◆ Aim of the exercise ◆
Print the listing in its entirety and exactly, leaving out images.

◆ Data in this exercise ◆
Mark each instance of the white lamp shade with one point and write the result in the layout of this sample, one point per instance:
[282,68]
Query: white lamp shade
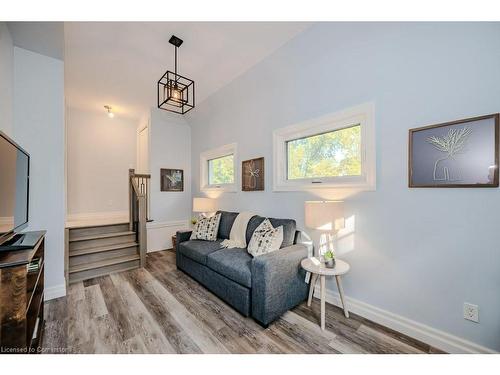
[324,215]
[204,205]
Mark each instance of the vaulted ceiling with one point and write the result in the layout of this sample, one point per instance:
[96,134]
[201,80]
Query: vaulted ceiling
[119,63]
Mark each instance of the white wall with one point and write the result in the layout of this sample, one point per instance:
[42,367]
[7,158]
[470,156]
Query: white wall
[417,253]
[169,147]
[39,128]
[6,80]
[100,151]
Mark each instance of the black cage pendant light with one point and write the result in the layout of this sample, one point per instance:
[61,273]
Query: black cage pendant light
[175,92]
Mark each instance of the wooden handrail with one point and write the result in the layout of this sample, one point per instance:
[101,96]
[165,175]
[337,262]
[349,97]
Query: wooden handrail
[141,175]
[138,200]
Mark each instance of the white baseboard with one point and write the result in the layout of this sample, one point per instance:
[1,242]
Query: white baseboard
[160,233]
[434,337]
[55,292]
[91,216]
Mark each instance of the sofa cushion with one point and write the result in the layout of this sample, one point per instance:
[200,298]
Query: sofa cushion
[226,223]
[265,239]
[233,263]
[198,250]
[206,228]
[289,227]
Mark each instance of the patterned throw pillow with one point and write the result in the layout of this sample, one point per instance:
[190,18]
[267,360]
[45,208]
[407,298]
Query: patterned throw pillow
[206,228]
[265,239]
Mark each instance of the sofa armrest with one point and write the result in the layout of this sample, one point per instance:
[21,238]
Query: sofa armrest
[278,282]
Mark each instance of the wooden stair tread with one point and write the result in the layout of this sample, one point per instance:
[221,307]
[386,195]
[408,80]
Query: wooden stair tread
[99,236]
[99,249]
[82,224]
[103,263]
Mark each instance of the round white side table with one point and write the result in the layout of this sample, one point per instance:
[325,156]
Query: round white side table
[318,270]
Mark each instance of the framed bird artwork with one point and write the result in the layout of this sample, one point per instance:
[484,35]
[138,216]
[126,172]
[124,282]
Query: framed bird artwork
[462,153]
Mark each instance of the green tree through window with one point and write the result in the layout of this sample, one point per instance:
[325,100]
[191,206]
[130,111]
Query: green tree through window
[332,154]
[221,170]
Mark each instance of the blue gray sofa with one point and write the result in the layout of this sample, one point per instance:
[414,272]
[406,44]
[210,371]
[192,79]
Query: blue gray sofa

◆ Exercise result ◆
Mark each instance of the white lamp shade with one point and write the result in the layout of this sample, one point per instance:
[282,68]
Query: white lamp shade
[324,215]
[204,205]
Mark each instance of the vaulted ceiling with one point and write the result in the layout of this sample, one point per instance:
[96,134]
[201,80]
Query: vaulted ceiling
[119,63]
Mark each instance of the white wall with one point and write the result in the layout of this sample, one point per instance:
[42,367]
[7,158]
[470,156]
Query: white wall
[417,253]
[169,147]
[39,128]
[6,80]
[100,151]
Mark each instance of the black cage pendant light with one point and write the result in the layout of this sample, one point per instance:
[61,273]
Query: black cage pendant light
[175,92]
Mark each instance of the wooden handrail with one point and write the result in the layout of this sample, one point per instance:
[101,96]
[165,175]
[337,262]
[349,97]
Query: wooden handrail
[141,175]
[138,200]
Mark each instance of the white baseboard with one point and write the result in the layout of this sample, one point per instance:
[1,242]
Query: white baseboard
[160,233]
[434,337]
[55,292]
[91,216]
Mark each instance of the sofa cushion with one point and write the result in the layout of this sample, one point per instance:
[200,298]
Query: sofa cushion
[226,223]
[265,239]
[233,263]
[198,250]
[206,228]
[289,227]
Mark each instance of the patterned throw pillow with one point and write the result in the layout of this sample, one point per instance:
[190,18]
[267,360]
[45,208]
[407,298]
Query: patterned throw pillow
[206,228]
[265,239]
Mark each instance of the sofa armrest with one point and write the result in the layout of this sample, one point per instance:
[21,238]
Query: sofa armrest
[278,282]
Mark each instance of the wooden stair tread with one point and write the result in the layout of this sample, one point per instance:
[221,307]
[386,195]
[408,80]
Query: wooden stair tread
[99,236]
[99,249]
[82,224]
[103,263]
Mark each instance of the round white side table with one point and write the result in the layout of this sample, one point per instance:
[325,156]
Query: round white side table
[318,270]
Mark each instance of the framed bird artwork with one point and write the result in the layout of this sample, one point per instance:
[484,35]
[138,216]
[126,172]
[124,282]
Query: framed bird artwork
[462,153]
Mark each instance of the green tree through window with one point and write the result in the layout of this sample, one point per instance:
[325,100]
[191,206]
[130,111]
Query: green tree through window
[332,154]
[221,170]
Mark each instance of the blue gray sofa with one point and write the result in the layout of this sample, one point per instance:
[414,272]
[406,44]
[210,371]
[192,79]
Query: blue gray sofa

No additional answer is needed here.